• Action item
Revise the rows starting from the first one and stopping after the row that contains "243L67 236L53 238L51". Replace "positive clicks" with "foreground clicks", change nothing else, and leave the pictures out of your answer.

Stored records:
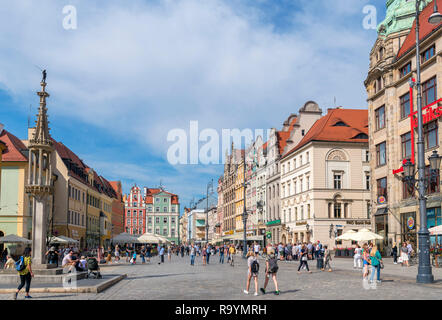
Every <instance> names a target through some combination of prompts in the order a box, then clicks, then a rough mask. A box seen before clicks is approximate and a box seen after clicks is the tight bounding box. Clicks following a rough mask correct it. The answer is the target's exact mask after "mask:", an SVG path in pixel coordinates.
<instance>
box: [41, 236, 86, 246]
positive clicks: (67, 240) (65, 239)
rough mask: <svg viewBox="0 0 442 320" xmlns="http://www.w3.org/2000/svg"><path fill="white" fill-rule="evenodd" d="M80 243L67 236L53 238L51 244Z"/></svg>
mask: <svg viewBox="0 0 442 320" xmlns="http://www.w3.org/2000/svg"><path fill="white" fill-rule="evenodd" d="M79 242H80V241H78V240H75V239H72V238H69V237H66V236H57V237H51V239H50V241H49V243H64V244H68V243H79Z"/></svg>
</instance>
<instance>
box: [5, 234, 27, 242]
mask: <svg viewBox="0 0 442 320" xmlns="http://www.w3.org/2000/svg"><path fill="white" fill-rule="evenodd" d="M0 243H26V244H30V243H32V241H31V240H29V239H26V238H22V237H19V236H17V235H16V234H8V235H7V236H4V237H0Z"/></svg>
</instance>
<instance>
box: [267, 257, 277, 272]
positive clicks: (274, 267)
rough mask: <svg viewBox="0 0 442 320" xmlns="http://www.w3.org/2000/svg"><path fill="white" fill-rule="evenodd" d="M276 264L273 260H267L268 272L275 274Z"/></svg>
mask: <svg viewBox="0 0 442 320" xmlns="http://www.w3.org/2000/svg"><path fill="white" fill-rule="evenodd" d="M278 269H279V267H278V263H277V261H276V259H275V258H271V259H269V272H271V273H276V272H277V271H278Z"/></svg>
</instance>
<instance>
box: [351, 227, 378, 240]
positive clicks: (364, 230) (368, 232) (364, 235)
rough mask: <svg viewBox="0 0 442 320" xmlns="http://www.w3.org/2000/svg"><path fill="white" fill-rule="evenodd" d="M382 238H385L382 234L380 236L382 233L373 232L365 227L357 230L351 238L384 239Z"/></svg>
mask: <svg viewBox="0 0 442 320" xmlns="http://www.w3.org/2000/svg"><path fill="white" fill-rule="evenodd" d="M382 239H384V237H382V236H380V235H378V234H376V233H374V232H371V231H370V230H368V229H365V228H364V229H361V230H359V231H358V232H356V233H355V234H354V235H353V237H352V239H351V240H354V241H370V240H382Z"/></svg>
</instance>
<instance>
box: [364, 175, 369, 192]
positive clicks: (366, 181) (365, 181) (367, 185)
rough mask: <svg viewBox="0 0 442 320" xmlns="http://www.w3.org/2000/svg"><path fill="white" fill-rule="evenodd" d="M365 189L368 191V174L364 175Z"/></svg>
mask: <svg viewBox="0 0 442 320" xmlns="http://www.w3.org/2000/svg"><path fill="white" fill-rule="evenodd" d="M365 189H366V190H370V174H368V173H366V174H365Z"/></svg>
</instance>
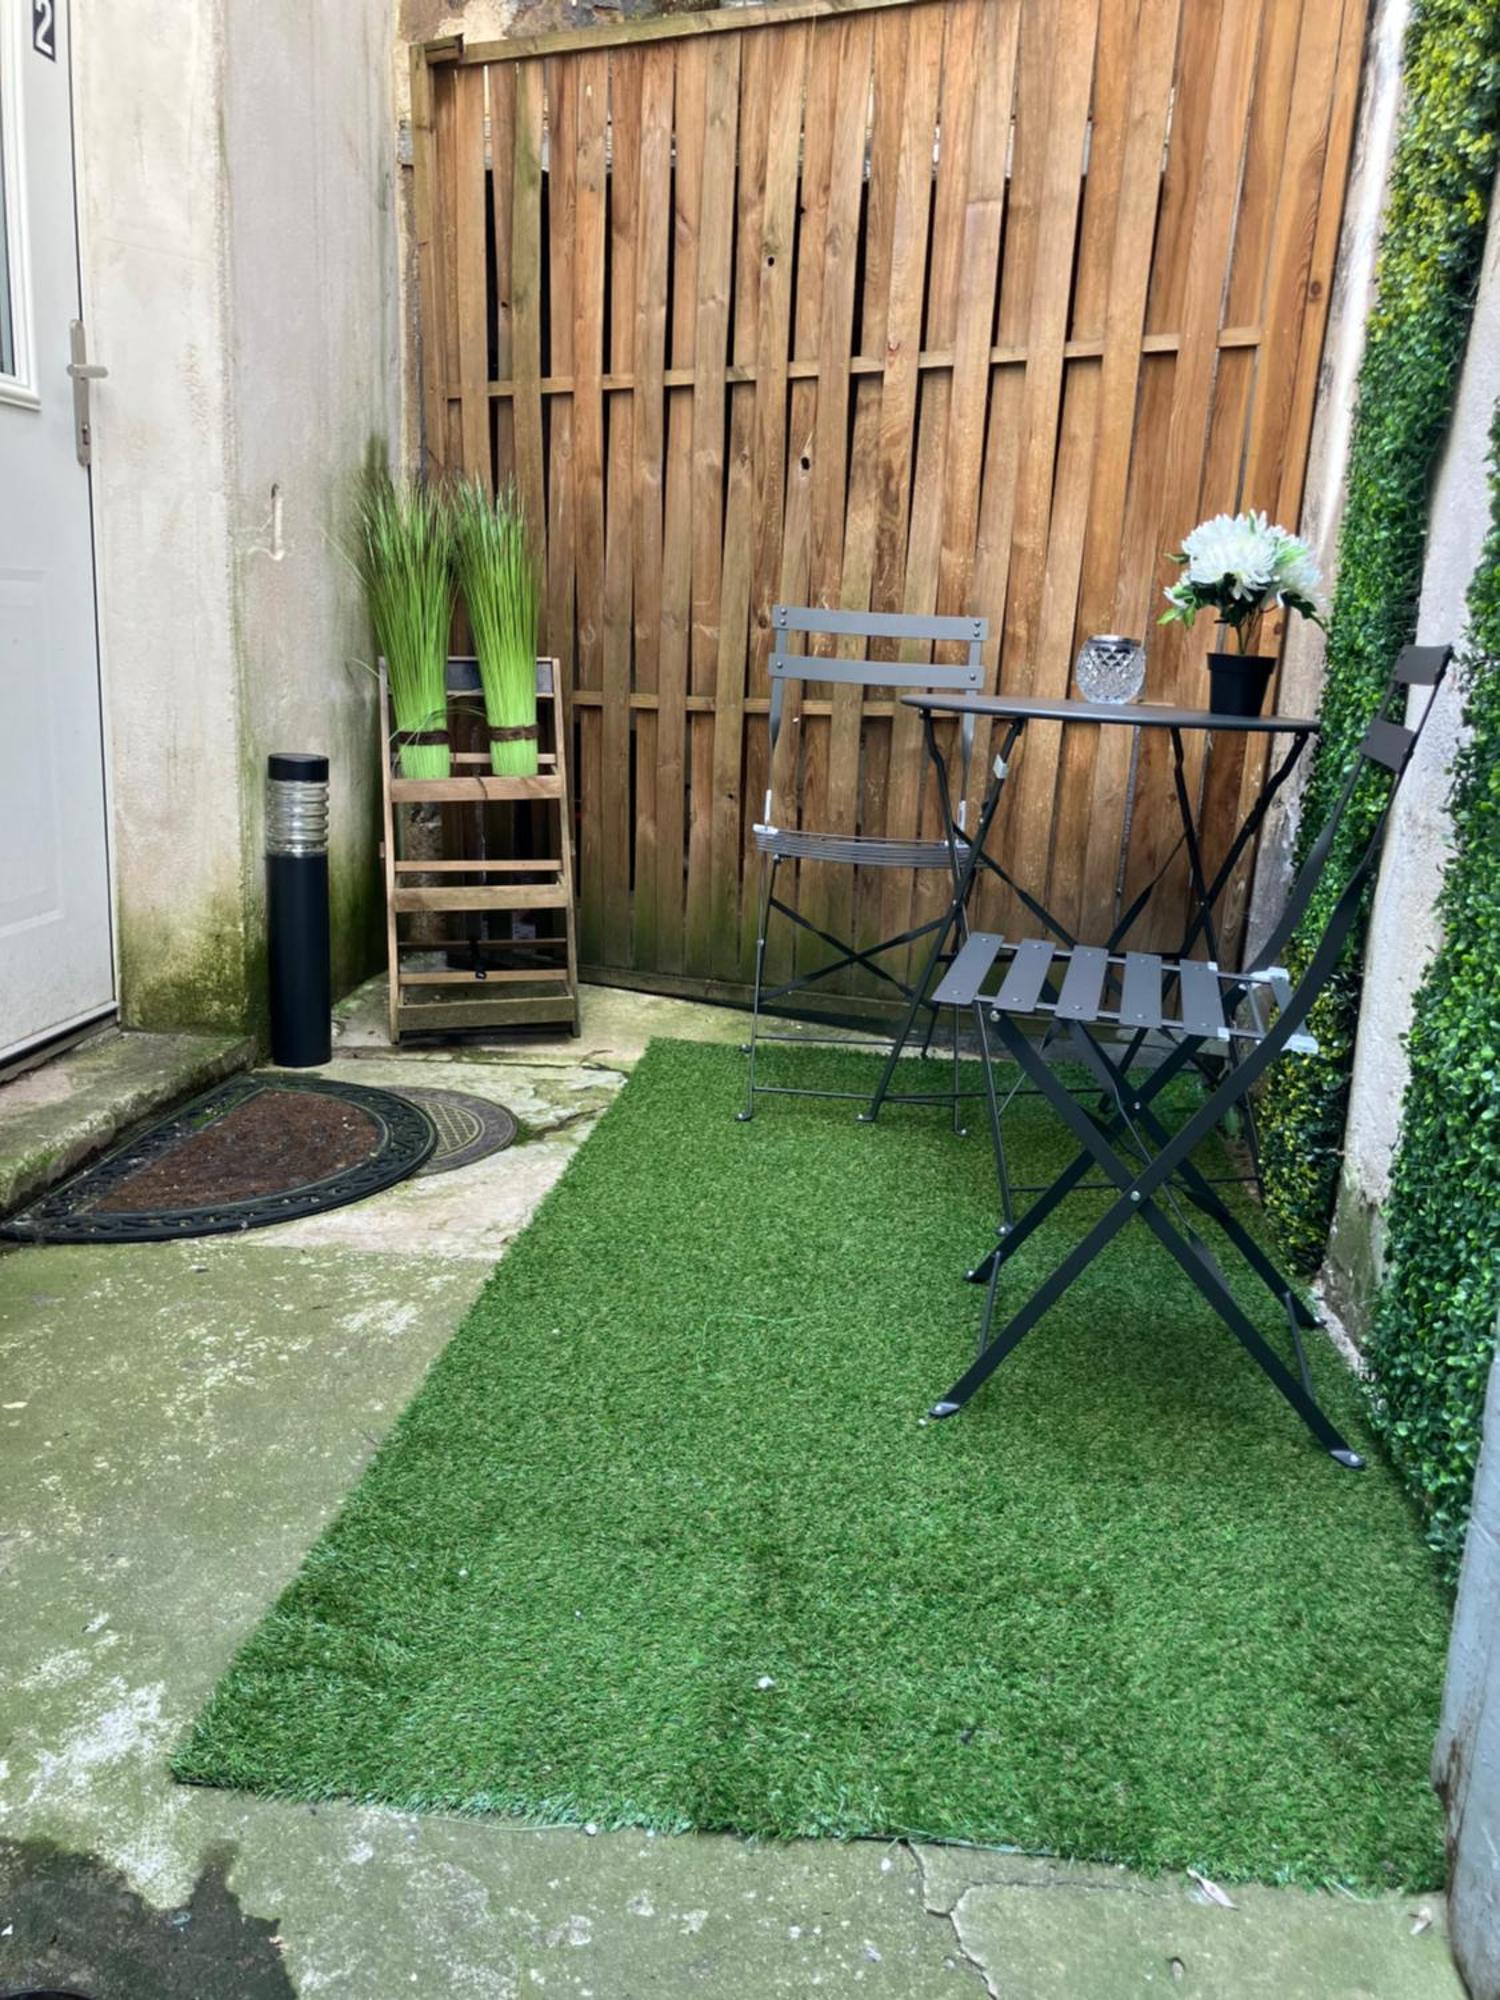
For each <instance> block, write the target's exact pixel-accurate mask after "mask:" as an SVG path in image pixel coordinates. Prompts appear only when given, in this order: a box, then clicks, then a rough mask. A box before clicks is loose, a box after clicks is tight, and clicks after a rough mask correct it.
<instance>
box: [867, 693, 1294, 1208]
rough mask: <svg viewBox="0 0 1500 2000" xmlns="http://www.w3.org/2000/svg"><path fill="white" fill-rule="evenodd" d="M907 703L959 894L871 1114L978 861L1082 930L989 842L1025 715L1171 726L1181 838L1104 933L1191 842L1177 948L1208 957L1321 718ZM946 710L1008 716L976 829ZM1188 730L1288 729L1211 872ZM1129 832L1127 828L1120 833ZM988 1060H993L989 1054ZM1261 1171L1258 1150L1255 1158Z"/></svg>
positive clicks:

• Response to the task
Every <instance> names a target through some combination of prompts in the order a box, then clicks, then a rough mask. A box seen before clicks is approximate and a box seen after clicks is the tight bounding box. Clicks following a rough mask correct it. The answer is the target's exact mask after "mask:", an SVG path in pixel coordinates.
<instance>
box: [41, 236, 86, 246]
foreground clicks: (67, 240) (65, 239)
rough mask: <svg viewBox="0 0 442 320" xmlns="http://www.w3.org/2000/svg"><path fill="white" fill-rule="evenodd" d="M80 243L67 236L53 238L51 244Z"/></svg>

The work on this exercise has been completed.